**Testo del documento:**
▶

Non c’è il medico di base, la proposta choc di un pensionato: «Paghiamolo noi»
L’idea è quella di attivare il servizio con il contributo delle famiglie
Posada Trovarsi senza un medico di fiducia alla veneranda età di novant’anni quando più si ha bisogno di assistenza ma anche di supporto e conforto morale. «Medico di base, una parola grossa che ai miei tempi non si pronunciava», dice l’ex falegname Salvatore Sanna originario di Torpè ma residente a Posada.
«Sono privo dell’assistenza perché i medici non sono disponibili, in quanto hanno raggiunto il numero massimo di assistiti, chi è dentro è dentro – dice – chi invece è fuori è escluso dall’assistenza. Io mi trovo nel gruppo che sta fuori. So che i medici di base non sono soddisfatti della situazione che si è venuta a creare e che per questo motivo in tanti scappano dall’Italia e vanno a prestare la loro opera all’estero. Credo che i medici debbano essere pagati a sufficienza, e che lo Stato debba corrispondere una buona paga perché il loro è un servizio indispensabile per la comunità. Ai miei tempi esistevano dei servizi correnti come quelli del fabbro, del capraro per “sas mannalitas” o del barcaiolo giusto per fare solo qualche esempio, che venivano retribuiti per le esigenze di tutti, così si dovrebbe fare per i medici», prosegue.

◀

Secondo l'articolo, quale mestiere esercitava Salvatore Sanna? Le voci non hanno alcun legame con l'articolo.

**I dati:**
▶

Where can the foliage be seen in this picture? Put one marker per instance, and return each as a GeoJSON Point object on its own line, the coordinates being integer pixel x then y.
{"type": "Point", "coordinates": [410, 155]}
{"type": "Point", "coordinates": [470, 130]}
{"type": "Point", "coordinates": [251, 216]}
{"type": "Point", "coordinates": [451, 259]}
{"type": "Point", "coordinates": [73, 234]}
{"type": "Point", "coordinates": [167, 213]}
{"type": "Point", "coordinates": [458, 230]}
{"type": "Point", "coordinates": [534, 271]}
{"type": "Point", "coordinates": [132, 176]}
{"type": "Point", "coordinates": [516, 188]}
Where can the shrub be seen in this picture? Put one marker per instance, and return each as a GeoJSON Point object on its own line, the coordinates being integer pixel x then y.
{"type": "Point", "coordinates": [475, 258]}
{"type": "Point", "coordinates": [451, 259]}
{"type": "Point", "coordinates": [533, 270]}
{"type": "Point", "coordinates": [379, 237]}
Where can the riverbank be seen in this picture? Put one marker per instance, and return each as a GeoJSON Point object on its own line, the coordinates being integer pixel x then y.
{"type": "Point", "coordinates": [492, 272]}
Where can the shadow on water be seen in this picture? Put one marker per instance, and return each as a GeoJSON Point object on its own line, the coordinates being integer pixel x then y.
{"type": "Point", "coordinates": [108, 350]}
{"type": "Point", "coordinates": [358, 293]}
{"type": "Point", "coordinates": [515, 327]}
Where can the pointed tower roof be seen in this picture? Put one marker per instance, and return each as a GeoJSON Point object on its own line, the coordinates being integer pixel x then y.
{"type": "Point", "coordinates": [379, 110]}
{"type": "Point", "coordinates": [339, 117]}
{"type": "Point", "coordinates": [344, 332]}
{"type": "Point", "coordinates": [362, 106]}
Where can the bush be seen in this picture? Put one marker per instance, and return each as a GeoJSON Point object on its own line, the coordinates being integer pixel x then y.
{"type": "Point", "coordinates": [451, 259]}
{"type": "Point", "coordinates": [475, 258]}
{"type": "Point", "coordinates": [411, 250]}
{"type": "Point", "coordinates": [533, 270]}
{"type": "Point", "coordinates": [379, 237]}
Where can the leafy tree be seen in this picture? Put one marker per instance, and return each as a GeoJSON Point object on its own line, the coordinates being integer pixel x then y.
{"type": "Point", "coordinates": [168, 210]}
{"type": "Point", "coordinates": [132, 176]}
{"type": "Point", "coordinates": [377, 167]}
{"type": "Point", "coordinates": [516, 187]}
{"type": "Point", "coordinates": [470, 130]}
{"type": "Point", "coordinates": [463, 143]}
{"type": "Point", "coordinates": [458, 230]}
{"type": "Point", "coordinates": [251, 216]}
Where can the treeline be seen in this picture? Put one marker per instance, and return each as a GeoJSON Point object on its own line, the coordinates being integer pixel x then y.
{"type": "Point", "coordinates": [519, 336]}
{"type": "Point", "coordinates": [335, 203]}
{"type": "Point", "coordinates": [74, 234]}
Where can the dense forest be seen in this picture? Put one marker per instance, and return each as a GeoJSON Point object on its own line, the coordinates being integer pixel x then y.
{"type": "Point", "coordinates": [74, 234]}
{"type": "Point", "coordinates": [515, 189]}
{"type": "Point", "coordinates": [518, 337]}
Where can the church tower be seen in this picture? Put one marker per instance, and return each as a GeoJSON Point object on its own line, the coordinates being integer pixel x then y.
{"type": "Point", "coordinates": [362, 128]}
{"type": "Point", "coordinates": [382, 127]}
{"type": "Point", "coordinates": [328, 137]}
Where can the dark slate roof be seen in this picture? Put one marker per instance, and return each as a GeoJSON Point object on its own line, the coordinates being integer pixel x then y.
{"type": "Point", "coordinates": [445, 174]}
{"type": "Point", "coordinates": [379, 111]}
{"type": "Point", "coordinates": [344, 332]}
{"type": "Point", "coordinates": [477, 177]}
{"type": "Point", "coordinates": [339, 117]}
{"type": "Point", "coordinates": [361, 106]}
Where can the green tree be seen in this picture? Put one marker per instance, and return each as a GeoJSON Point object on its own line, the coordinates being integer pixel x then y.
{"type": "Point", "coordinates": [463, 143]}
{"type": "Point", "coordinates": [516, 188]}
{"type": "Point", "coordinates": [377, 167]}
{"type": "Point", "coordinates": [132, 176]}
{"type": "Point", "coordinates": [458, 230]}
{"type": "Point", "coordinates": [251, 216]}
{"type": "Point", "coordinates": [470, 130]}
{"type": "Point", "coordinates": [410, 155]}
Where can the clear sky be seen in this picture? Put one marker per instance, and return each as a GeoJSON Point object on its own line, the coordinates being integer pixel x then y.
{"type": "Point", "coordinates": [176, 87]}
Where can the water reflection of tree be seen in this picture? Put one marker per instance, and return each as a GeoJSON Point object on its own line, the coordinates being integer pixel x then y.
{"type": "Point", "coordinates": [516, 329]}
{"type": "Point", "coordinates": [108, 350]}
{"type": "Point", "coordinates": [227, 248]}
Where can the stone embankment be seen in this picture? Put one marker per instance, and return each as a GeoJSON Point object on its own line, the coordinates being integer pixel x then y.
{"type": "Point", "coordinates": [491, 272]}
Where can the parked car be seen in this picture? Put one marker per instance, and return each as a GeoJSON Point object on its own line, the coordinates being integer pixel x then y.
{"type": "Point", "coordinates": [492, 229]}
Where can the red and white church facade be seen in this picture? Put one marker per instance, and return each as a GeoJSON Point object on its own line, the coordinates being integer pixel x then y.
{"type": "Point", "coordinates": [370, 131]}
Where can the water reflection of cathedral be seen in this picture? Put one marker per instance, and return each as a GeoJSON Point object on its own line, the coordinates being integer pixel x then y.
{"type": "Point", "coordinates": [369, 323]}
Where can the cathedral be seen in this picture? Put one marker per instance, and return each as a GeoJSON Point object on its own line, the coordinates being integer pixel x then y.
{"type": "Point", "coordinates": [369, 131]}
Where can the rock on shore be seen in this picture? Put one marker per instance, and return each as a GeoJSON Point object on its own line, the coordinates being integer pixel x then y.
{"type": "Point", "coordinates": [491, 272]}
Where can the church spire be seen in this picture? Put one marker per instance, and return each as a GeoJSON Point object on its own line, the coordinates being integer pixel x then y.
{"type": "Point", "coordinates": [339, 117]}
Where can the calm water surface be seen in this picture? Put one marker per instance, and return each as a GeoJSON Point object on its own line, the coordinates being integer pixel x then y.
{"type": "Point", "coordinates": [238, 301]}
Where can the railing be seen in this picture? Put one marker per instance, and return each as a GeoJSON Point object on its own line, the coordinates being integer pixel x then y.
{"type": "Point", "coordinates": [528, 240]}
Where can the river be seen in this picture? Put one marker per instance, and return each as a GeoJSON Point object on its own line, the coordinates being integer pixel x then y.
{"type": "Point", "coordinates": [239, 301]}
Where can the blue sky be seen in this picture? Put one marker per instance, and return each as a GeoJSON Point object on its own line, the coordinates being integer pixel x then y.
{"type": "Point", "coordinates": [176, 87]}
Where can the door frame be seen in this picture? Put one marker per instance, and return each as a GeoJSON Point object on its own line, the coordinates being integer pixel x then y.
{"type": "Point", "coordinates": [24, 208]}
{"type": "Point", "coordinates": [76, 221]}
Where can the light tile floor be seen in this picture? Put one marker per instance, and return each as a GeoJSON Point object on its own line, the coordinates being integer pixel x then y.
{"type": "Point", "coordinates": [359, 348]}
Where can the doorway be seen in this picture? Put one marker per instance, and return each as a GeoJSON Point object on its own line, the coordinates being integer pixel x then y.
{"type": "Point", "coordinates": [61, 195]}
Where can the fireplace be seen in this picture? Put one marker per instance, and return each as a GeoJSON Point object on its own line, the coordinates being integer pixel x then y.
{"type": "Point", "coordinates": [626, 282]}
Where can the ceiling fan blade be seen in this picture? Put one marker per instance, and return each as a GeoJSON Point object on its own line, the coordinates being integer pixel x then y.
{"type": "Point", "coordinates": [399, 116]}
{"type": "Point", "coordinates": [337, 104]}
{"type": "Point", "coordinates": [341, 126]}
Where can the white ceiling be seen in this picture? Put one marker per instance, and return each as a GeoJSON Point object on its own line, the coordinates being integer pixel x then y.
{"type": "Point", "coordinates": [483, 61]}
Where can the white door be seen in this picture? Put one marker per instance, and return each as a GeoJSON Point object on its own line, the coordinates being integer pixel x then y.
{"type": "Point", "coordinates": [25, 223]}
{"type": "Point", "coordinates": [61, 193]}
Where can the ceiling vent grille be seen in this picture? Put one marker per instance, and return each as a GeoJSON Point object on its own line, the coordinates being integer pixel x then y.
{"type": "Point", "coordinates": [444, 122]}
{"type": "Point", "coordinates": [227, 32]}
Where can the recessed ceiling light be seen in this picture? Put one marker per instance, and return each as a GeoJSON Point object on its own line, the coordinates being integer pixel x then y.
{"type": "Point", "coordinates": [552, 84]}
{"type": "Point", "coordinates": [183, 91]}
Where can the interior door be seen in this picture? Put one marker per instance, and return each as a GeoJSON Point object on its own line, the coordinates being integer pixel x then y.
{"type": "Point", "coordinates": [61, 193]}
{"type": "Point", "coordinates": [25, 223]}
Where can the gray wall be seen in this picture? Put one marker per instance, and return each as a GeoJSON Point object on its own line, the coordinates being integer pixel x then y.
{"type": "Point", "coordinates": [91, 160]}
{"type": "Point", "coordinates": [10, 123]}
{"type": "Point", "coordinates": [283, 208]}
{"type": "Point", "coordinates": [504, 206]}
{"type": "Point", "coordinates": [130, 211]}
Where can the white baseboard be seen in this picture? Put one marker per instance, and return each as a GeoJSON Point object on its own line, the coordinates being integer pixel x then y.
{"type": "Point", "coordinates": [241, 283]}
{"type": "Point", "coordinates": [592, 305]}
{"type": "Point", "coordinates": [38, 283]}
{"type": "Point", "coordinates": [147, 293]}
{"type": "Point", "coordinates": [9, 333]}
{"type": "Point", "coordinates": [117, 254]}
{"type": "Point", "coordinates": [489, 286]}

◀

**Soluzione del problema:**
Il falegname.